*AIM OF THE TASK:*
In the news item about the fight over Google's book project, restate the part that begins with the words containing "21 August 2009" and ends with "scanning of books.", swapping "search giant" for "Internet company".

==== SELECTED EXTRACT

Rivals band to fight Google books

21 August 2009

Three technology heavyweights are joining a coalition to fight Google's attempt to create what could be the world's largest virtual library.
Amazon, Microsoft and Yahoo will sign up to the Open Book Alliance being spearheaded by the Internet Archive.
They oppose a legal settlement that could make Google the main source for many online works. "Google is trying to monopolise the library system," the Internet Archive's founder Brewster Kahle told BBC News.
"If this deal goes ahead, they're making a real shot at being 'the' library and the only library."
Back in 2008, the search giant reached an agreement with publishers and authors to settle two lawsuits that charged the company with copyright infringement for the unauthorised scanning of books.
In that settlement, Google agreed to pay $125m (£76m) to create a Book Rights Registry, where authors and publishers can register works and receive compensation. Authors and publishers would get 70% from the sale of these books with Google keeping the remaining 30%.

========
==== DATASET EXCERPT

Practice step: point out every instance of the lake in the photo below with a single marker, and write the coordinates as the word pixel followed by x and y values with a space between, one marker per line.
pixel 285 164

========

*COMPLETE OUTPUT:*
21 August 2009

Three technology heavyweights are joining a coalition to fight Google's attempt to create what could be the world's largest virtual library.
Amazon, Microsoft and Yahoo will sign up to the Open Book Alliance being spearheaded by the Internet Archive.
They oppose a legal settlement that could make Google the main source for many online works. "Google is trying to monopolise the library system," the Internet Archive's founder Brewster Kahle told BBC News.
"If this deal goes ahead, they're making a real shot at being 'the' library and the only library."
Back in 2008, the Internet company reached an agreement with publishers and authors to settle two lawsuits that charged the company with copyright infringement for the unauthorised scanning of books.